# SET TASK:
Recast the lines in the items below, from the line with "to the face" through the line with "[1201, 294]", as a Markdown table with the columns Row and Text. Number each line in Row, put the line itself in Text, and leave out any blank lines.

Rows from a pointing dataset
□ □ □ □ □ □ □

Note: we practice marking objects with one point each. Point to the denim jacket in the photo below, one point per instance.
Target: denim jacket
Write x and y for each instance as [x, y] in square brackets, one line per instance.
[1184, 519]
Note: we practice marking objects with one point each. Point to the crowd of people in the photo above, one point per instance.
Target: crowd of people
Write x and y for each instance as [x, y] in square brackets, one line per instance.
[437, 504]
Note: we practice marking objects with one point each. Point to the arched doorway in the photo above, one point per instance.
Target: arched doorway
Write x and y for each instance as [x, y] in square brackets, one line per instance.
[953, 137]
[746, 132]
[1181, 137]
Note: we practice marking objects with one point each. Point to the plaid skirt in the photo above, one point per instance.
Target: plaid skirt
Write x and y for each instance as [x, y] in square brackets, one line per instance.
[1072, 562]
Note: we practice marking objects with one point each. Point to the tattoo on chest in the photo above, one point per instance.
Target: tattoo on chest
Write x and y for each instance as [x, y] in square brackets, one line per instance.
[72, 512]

□ □ □ □ □ □ □

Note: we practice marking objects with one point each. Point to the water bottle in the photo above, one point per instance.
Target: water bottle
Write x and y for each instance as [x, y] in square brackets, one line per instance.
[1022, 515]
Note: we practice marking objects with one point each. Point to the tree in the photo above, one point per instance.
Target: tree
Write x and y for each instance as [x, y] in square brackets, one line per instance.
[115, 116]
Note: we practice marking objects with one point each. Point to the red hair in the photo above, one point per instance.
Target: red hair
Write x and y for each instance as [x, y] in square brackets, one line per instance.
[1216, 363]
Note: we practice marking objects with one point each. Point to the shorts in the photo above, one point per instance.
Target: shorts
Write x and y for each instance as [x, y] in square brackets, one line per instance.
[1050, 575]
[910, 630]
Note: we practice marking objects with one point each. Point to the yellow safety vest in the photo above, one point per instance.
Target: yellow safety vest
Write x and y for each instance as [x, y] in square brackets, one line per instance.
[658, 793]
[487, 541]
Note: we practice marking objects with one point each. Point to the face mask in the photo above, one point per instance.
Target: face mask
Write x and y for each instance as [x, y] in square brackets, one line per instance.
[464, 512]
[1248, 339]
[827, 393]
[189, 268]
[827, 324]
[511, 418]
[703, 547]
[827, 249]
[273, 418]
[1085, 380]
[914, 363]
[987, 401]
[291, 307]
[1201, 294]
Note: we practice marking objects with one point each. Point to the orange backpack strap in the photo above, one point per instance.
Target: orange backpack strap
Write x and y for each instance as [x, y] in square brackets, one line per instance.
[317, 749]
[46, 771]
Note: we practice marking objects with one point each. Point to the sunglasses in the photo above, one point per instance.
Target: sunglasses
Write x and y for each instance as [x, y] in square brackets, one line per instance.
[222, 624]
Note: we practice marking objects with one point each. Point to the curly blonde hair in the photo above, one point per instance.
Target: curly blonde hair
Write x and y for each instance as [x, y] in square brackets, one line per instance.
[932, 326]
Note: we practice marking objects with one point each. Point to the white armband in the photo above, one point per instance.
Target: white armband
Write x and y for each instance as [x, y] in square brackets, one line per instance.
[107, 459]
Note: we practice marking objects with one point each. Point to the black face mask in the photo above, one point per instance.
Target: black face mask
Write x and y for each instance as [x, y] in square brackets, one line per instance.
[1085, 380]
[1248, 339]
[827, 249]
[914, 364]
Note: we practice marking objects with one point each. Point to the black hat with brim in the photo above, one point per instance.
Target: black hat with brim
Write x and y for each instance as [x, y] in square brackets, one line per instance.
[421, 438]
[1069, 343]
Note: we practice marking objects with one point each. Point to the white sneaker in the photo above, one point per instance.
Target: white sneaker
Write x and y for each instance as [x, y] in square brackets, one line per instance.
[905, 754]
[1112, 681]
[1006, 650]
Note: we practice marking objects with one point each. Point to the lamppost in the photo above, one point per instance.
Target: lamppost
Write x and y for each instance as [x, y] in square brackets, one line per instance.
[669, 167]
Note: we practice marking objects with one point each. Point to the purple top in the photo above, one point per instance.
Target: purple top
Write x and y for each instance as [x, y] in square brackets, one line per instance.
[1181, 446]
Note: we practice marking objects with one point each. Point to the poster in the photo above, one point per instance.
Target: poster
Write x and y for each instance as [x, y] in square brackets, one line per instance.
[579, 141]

□ □ □ □ □ □ □

# WORKED SOLUTION:
| Row | Text |
|---|---|
| 1 | Note: we practice marking objects with one point each. Point to the face mask in the photo above, one point per instance. |
| 2 | Target: face mask |
| 3 | Write x and y for each instance as [x, y] in square brackets, one line per instance. |
| 4 | [464, 512] |
| 5 | [1248, 339] |
| 6 | [827, 393] |
| 7 | [189, 268] |
| 8 | [827, 324] |
| 9 | [511, 418] |
| 10 | [703, 547] |
| 11 | [827, 249] |
| 12 | [273, 418] |
| 13 | [1085, 380] |
| 14 | [914, 363] |
| 15 | [987, 401] |
| 16 | [291, 307] |
| 17 | [1201, 294] |